SELECTED EXTRACT:

Yes—reverence is the most precious emotion that such a building inspires: reverence for the accumulated experiences of the past, readiness to puzzle out their meaning, unwillingness to disturb rashly results so powerfully willed, so laboriously arrived at—the desire, in short, to keep intact as many links as possible between yesterday and to-morrow, to lose, in the ardour of new experiment, the least that may be of the long rich heritage of human experience. This, at any rate, might seem to be the cathedral’s word to the traveller from a land which has undertaken to get on without the past, or to regard it only as a “feature” of æsthetic interest, a sight to which one travels rather than a light by which one lives.
The west front of Amiens says this word with a quite peculiar emphasis, its grand unity of structure and composition witnessing as much to constancy of purpose as to persistence of effort. So steadily, so clearly, was this great thing willed and foreseen, that it holds the mind too deeply subject to its general conception to be immediately free for the delighted investigation of detail. But within the building detail reasserts itself: detail within detail, worked out and multiplied with a prodigality of enrichment for which a counterpart must be sought beyond the Alps. The interiors of the great French cathedrals are as a rule somewhat gaunt and unfurnished, baring their structural nakedness sublimely but rather monotonously to eyes accustomed to the Italian churches “all glorious within.” Here at Amiens, however, the inner decking of the shrine has been piously continued from generation to generation, and a quite extraordinary wealth of adornment bestowed on the choir and its ambulatory. The great sculptured and painted frieze encircling the outer side of the choir is especially surprising in a French church, so seldom were the stone histories lavished on the exterior continued within the building; and it is a farther surprise to find the same tales in bas-relief animating and enriching the west walls of the transepts. They are full of crowded expressive incidents, these stories of local saints and Scriptural personages; with a Burgundian richness and elaborateness of costume, and a quite charming, childish insistence on irrelevant episode and detail—the reiterated “And so,” “And then” of the fairy-tale calling off one’s attention into innumerable little by-paths, down which the fancy of fifteenth-century worshippers must have strayed, with oh! what blessedness of relief, from the unintelligible rites before the altar.

LISTED RECORDS:
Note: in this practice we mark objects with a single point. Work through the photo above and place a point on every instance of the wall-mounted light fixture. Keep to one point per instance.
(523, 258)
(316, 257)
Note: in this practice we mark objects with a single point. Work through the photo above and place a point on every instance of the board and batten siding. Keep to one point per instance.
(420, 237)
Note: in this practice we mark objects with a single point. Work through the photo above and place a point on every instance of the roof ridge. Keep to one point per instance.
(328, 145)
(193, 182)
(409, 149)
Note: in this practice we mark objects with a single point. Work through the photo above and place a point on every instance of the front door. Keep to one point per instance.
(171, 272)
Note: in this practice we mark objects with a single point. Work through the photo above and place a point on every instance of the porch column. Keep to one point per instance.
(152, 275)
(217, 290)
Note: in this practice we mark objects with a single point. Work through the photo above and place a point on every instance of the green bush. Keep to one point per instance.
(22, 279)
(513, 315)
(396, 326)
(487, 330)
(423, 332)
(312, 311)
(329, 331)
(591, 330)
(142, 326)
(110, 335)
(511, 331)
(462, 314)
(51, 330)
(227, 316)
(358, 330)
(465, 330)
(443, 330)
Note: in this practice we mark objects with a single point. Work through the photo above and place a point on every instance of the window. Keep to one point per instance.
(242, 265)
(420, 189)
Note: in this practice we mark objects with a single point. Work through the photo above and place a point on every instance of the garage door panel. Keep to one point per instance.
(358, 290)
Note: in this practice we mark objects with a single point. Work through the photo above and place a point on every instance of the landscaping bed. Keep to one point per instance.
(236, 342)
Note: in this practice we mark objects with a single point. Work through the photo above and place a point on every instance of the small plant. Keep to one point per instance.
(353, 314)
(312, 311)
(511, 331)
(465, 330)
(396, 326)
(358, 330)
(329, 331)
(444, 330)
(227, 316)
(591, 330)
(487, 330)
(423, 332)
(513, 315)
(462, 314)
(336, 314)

TASKS TO COMPLETE:
A – In the passage on Amiens Cathedral, what encircles the outer side of the choir?
B – Summarize the passage on Amiens Cathedral in two sentences.
C – Reproduce the stretch of the passage on Amiens Cathedral from "Yes—reverence is the" through "which one lives.", renaming "reverence" as "veneration".

SOLUTIONS BY TASK:
A – A great sculptured and painted frieze.

B – Such a cathedral inspires reverence for the accumulated experiences of the past and a desire to keep intact the links between yesterday and tomorrow, a message aimed at travelers from a land that has tried to get on without the past. At Amiens, the unified west front shows constancy of purpose, while the interior, unlike the usually gaunt interiors of French cathedrals, is richly adorned, especially by a sculptured and painted frieze around the choir that tells stories of local saints and Scriptural personages.

C –
Yes—veneration is the most precious emotion that such a building inspires: veneration for the accumulated experiences of the past, readiness to puzzle out their meaning, unwillingness to disturb rashly results so powerfully willed, so laboriously arrived at—the desire, in short, to keep intact as many links as possible between yesterday and to-morrow, to lose, in the ardour of new experiment, the least that may be of the long rich heritage of human experience. This, at any rate, might seem to be the cathedral’s word to the traveller from a land which has undertaken to get on without the past, or to regard it only as a “feature” of æsthetic interest, a sight to which one travels rather than a light by which one lives.